--- MATERIAL SHOWN ---

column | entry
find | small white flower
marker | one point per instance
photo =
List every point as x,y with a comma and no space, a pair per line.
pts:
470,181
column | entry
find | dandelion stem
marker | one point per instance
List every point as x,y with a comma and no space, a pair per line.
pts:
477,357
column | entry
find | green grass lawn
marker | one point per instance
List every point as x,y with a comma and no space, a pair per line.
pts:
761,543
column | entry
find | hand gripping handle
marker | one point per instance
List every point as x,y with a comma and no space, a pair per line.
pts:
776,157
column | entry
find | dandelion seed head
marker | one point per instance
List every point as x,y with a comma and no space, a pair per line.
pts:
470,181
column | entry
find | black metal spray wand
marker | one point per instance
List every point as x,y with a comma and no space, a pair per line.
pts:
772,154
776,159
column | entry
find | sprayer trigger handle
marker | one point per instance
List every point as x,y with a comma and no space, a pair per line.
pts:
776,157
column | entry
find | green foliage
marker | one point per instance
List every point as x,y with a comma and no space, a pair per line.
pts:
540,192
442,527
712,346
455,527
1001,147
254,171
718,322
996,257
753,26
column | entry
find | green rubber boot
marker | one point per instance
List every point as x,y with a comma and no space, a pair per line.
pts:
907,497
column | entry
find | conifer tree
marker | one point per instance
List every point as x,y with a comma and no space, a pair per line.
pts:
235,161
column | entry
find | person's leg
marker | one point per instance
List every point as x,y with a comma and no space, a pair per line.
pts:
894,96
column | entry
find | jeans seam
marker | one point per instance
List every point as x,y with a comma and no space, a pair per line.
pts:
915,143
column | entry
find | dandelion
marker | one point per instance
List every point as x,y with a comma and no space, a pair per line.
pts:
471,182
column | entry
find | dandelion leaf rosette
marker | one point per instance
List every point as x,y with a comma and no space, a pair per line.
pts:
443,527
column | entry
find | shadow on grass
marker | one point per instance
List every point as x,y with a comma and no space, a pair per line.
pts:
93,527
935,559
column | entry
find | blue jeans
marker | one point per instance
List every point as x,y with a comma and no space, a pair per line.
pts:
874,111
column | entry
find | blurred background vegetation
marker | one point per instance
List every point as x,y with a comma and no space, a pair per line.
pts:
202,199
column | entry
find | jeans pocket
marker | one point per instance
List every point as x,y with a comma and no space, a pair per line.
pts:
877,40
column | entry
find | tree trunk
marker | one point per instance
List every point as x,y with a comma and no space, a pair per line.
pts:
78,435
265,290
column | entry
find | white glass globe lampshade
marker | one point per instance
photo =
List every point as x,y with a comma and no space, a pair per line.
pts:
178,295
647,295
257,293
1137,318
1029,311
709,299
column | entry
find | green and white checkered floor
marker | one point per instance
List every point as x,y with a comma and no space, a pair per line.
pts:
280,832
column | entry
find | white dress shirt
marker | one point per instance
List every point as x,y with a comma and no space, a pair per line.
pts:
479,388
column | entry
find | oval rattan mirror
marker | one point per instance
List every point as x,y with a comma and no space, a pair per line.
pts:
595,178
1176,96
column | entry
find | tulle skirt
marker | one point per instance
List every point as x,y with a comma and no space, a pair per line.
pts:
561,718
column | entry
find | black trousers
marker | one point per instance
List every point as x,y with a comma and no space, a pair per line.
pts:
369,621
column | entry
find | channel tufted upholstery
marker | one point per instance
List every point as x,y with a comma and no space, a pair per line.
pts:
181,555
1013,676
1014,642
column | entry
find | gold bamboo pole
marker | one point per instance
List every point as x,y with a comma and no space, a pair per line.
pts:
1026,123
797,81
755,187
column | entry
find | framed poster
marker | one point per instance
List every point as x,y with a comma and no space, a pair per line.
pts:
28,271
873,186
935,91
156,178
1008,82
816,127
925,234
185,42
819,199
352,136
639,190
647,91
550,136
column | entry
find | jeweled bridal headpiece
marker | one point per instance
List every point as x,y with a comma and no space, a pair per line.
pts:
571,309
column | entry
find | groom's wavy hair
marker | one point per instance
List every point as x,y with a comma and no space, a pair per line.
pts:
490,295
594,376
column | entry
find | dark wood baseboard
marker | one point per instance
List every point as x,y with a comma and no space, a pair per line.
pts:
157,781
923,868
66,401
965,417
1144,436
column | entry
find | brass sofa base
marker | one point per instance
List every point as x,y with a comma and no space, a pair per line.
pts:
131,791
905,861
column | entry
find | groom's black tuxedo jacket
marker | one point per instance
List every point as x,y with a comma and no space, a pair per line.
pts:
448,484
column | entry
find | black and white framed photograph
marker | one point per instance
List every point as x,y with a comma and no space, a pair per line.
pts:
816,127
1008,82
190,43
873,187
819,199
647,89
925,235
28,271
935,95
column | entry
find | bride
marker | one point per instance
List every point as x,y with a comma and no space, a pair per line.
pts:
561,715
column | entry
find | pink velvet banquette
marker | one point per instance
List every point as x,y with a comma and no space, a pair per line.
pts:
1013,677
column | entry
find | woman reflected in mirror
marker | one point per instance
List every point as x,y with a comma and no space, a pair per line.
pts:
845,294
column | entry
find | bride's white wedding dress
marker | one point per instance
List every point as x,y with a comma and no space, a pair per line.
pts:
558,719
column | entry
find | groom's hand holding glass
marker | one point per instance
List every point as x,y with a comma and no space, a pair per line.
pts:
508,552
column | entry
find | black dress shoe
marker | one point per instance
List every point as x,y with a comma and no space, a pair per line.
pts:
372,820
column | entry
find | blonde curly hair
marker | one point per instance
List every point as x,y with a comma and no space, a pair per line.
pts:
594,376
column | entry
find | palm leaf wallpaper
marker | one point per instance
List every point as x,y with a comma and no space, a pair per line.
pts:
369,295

---

**PROBLEM REQUIREMENTS**: Repeat the entries above exactly, leaving nothing out.

**REPLY TO THE EXERCISE**:
column | entry
find | small white flower
marker | one point per instance
photo =
List every point as x,y with a comma and no space, a pair per line.
pts:
470,181
column | entry
find | dandelion stem
marker | one point per instance
List every point as x,y with a comma and no space, a pair per line.
pts:
477,357
column | entry
find | green grass lawn
marker | one point per instance
List every point as x,y with a comma and no space, a pair per line.
pts:
761,543
column | entry
find | hand gripping handle
marker | one point per instance
List every point as x,y with a comma and no space, a pair per line.
pts:
776,157
column | entry
find | dandelion seed head
marker | one point per instance
List every point as x,y with a comma and no space, a pair per line.
pts:
470,181
column | entry
find | black metal spray wand
marker | one point per instance
List every point as x,y with a comma and no space, a pair per line.
pts:
772,154
776,159
column | entry
find | sprayer trigger handle
marker | one point per instance
List every point as x,y with a comma and no space, a pair per line.
pts:
776,157
column | entry
find | green foliage
marker | one point per instance
List every point as x,y with a comma and no space, a pair per line.
pts:
540,192
442,527
712,346
455,527
1001,147
254,171
718,322
996,257
753,26
column | entry
find | green rubber boot
marker | one point per instance
List every point as x,y with a comma and no space, a pair per line.
pts:
907,497
column | entry
find | conifer tree
marker | one point per instance
List every point as x,y with a comma and no space, a pair per line.
pts:
235,161
column | entry
find | person's leg
marker | one point per instance
List every point as x,y with a comma and no space, a pair per line.
pts:
894,96
column | entry
find | jeans seam
marker | one point per instance
List every point as x,y with a comma and no space, a pair per line.
pts:
915,143
column | entry
find | dandelion
marker | one point per instance
List every point as x,y with a comma and no space, a pair per line.
pts:
471,182
column | entry
find | dandelion leaf rosette
marker | one point per instance
List every point as x,y with a comma and no space, a pair per line.
pts:
443,527
column | entry
find | shadow on grass
marker | one point per instance
List every point as x,y with a comma and no space, a pair per line.
pts:
93,527
935,559
column | entry
find | blue jeans
marker | one point per instance
List every point as x,y with a comma and no space, a pair per line.
pts:
874,111
column | entry
find | blurred background vegetation
marker | one point per instance
List every point as x,y with a comma and no space, a pair per line.
pts:
202,199
column | entry
find | jeans pocket
marker | one point per instance
List every point as x,y with a comma and no space, a pair per line.
pts:
877,40
column | entry
find | tree trunk
marker | one point per instance
List every point as x,y with a comma and no space, a pair per line.
pts:
78,435
265,290
column | entry
find | white glass globe lampshade
marker | one point per instance
photo =
List every point as x,y with a comma and no space, a pair per line.
pts:
178,295
647,295
257,293
1137,318
1029,311
709,299
column | entry
find | green and white checkered floor
marker | one point per instance
List every point as x,y with a comma and no space, a pair per line.
pts:
280,832
column | entry
find | white dress shirt
marker | one point per instance
List every point as x,y with a comma and no space, a pair per line.
pts:
479,388
column | entry
find | oval rattan mirror
marker | one point per instance
List every point as x,y with a comma and no space, a pair per line.
pts:
595,178
1176,96
column | entry
find | tulle skirt
marker | one point per instance
List every point as x,y with a comma and no space, a pair per line.
pts:
561,718
column | entry
find | black trousers
marker | one point per instance
List every point as x,y with a comma and no space, a pair per line.
pts:
369,621
column | entry
find | channel tufted upholstery
marker | one point per instance
List every point as x,y with a comma and no space, a pair per line.
pts:
181,555
1013,676
1014,642
column | entry
find | gold bamboo pole
marker | one point per instance
List every point as x,y with a comma and no space, a pair per line.
pts:
1026,123
797,81
755,187
column | entry
find | framed poster
marker | one point per instance
List every point as x,y with a comma and no space, a pair per line.
pts:
28,271
873,186
935,91
156,178
1008,82
816,127
925,234
185,42
819,199
352,136
639,190
647,91
550,136
column | entry
find | jeweled bridal headpiece
marker | one point per instance
List every point as x,y with a comma and no space, a pair per line.
pts:
571,309
column | entry
find | groom's wavy hair
marker | one point per instance
List every point as x,y with a comma and no space, a pair per line.
pts:
490,295
594,376
column | entry
find | dark wood baseboard
marker | one point per instance
List every point as x,y with a comma and no space, a pair per line.
pts:
157,781
923,868
66,401
965,417
1144,436
column | entry
find | brass sofa base
marker | one point per instance
List every point as x,y with a comma and no space, a pair per line.
pts:
131,791
905,861
column | entry
find | groom's black tuxedo jacket
marker | one point per instance
List every point as x,y with a comma and no space, a pair per line.
pts:
448,484
column | entry
find | black and white framed photograph
marker | one point per instance
List every point as x,y with a comma and no space, a pair per line.
pts:
816,127
1008,82
190,43
873,187
819,199
647,89
925,235
28,271
935,95
column | entry
find | bride
marker | one point per instance
List every point as x,y with a comma and no space, a pair per line.
pts:
561,715
column | entry
find | pink velvet banquette
marker | one point per instance
List every point as x,y with a comma and no space, a pair per line.
pts:
1013,677
column | entry
find | woman reflected in mirror
marker | one point per instance
List every point as x,y with a comma and no space, a pair per line.
pts:
845,294
column | entry
find | bride's white wedding dress
marker | one point per instance
List every point as x,y with a comma and no space, a pair per line.
pts:
558,719
column | entry
find | groom's hand holding glass
marker | one point per instance
List every point as x,y with a comma and no space, a pair per line.
pts:
508,552
column | entry
find | black dress shoe
marker | one point per instance
List every point as x,y with a comma and no space, a pair per line.
pts:
372,820
column | entry
find | blonde curly hair
marker | one point per instance
List every point as x,y with a comma and no space, a pair per line.
pts:
594,376
column | entry
find | palm leaf wallpaper
marker | one point per instance
List every point as x,y with a comma and no space, a pair per line.
pts:
369,295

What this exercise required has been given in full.